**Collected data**
⟨
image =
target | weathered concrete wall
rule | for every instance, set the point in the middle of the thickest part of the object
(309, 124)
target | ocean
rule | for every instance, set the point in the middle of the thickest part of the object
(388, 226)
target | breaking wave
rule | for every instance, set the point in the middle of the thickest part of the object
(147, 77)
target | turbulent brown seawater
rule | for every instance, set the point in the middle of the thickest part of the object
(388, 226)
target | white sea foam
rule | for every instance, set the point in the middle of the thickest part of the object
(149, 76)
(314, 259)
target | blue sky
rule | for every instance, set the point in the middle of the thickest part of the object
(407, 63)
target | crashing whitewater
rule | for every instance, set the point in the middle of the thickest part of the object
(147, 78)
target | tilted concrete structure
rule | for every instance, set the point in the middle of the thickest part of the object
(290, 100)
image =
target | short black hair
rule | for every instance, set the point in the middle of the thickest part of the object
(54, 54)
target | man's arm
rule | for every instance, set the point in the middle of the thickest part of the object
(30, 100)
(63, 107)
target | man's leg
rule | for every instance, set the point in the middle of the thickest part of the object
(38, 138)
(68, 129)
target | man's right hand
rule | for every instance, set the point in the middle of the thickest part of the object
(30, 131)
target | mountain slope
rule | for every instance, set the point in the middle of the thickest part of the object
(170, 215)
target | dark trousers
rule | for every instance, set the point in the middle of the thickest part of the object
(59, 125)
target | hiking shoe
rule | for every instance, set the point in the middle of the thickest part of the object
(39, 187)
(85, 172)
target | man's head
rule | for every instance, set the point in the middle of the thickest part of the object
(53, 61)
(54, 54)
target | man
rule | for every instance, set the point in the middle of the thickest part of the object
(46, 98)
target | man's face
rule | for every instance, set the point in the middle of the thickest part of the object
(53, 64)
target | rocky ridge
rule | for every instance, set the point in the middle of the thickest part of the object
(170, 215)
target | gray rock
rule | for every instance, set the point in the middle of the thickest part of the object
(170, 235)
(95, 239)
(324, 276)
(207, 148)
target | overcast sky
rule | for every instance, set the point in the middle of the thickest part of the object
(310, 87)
⟩
**Directions**
Above are the records; please copy exactly their first line and each line after it through the line containing "target | tilted concrete structure", and no line after that.

**Answer to this task**
image =
target | weathered concrete wall
rule | for every instance, set the point in the middle of the thickest part of the object
(309, 124)
target | ocean
rule | for every instance, set the point in the middle of the thickest part of the object
(388, 226)
target | breaking wave
rule | for every instance, set the point in the middle of the thickest part of the object
(147, 77)
target | turbulent brown seawater
rule | for every instance, set the point in the middle of the thickest part of the object
(388, 226)
target | white sea foam
rule | for every instance, set the point in the middle of the thickest part of the object
(149, 76)
(314, 259)
target | blue sky
rule | for every instance, set the point in the middle of the thickest part of the object
(407, 63)
target | crashing whitewater
rule | for every instance, set the point in the middle of the thickest part of the object
(147, 78)
target | tilted concrete structure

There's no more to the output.